Work instructions: Copy each line of the entries below that contains the string "blue", treating case as significant.

Excerpted data:

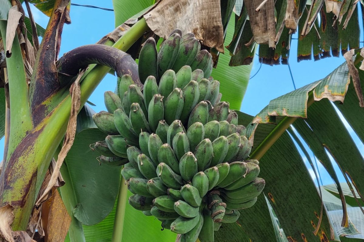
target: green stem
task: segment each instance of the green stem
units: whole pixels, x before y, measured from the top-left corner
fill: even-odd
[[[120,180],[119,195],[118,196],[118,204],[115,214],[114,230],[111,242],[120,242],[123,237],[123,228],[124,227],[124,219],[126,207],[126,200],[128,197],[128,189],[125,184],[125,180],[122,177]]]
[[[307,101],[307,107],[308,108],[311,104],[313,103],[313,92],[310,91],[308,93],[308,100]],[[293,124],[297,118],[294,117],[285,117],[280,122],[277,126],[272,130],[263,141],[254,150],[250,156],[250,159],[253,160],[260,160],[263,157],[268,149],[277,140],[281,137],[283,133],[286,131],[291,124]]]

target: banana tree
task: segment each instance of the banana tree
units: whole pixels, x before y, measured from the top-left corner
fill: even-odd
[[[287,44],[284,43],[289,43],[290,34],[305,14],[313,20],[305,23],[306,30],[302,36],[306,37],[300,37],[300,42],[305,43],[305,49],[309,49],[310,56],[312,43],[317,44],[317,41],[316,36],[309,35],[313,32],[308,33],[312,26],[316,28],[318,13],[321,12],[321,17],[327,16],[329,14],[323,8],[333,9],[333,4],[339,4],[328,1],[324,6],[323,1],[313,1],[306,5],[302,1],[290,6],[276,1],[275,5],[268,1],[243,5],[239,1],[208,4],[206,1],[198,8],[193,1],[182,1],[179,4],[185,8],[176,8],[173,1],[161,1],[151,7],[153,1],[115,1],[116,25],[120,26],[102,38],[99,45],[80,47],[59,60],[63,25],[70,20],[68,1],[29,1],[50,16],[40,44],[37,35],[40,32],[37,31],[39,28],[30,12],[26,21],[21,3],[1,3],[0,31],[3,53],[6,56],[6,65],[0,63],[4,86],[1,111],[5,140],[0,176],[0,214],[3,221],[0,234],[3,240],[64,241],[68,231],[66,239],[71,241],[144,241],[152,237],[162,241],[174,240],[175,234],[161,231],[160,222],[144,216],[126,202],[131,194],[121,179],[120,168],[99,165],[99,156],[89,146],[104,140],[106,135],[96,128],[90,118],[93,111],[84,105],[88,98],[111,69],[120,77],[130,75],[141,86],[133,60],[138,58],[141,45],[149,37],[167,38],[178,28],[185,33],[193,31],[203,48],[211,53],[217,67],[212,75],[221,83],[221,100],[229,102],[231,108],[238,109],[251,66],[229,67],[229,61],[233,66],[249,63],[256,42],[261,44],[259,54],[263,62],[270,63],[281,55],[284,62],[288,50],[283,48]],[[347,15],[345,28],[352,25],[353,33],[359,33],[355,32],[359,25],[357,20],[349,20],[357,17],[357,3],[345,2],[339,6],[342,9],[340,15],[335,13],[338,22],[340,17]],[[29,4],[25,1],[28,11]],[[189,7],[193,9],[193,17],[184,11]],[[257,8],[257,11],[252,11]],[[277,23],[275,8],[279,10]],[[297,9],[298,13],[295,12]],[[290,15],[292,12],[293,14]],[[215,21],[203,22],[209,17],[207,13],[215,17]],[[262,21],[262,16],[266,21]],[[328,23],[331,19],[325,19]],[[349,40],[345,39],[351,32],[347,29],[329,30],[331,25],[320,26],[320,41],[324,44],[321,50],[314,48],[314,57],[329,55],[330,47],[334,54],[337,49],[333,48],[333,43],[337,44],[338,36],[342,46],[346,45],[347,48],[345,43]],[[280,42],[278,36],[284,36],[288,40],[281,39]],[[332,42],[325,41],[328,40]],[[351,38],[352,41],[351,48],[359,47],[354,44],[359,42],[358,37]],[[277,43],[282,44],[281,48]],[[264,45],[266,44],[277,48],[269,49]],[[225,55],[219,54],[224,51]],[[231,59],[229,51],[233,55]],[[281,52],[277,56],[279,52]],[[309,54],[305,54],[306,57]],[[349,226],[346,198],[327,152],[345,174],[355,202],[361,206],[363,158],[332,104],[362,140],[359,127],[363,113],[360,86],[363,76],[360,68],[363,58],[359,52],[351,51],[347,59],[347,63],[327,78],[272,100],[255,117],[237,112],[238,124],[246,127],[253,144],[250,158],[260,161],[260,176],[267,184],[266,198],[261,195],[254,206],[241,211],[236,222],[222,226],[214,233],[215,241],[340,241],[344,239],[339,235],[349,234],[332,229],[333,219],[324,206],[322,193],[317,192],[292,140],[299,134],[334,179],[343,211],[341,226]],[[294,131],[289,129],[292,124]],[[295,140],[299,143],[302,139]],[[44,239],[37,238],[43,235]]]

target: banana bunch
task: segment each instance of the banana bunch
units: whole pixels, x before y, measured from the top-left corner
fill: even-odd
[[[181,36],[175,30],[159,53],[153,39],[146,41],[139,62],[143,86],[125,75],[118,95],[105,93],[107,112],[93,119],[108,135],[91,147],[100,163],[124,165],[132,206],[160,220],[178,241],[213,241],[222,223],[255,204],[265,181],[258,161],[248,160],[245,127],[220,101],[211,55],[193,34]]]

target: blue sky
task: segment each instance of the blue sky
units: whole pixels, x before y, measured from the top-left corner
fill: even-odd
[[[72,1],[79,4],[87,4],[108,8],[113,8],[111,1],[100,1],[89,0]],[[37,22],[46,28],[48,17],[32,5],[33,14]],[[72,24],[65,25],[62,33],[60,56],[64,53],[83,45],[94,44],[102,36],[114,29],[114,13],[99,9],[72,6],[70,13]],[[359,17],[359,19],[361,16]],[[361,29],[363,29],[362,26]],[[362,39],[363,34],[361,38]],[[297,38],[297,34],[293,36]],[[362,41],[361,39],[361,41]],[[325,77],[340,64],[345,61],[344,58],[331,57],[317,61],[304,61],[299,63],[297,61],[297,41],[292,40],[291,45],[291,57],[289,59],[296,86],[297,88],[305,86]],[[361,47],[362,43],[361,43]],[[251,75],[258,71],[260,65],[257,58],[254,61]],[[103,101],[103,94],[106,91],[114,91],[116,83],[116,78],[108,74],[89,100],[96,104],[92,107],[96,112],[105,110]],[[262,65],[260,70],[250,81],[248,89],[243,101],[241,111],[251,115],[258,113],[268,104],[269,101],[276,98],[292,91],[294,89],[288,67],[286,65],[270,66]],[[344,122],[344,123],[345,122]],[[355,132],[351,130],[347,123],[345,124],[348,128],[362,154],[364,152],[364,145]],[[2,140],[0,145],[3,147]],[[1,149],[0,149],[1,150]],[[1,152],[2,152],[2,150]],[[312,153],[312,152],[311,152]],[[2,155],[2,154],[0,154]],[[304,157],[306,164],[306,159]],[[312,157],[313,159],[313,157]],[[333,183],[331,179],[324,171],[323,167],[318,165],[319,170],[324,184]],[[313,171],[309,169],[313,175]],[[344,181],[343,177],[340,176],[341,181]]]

Task answer:
target: blue sky
task: segment each instance of the blue sky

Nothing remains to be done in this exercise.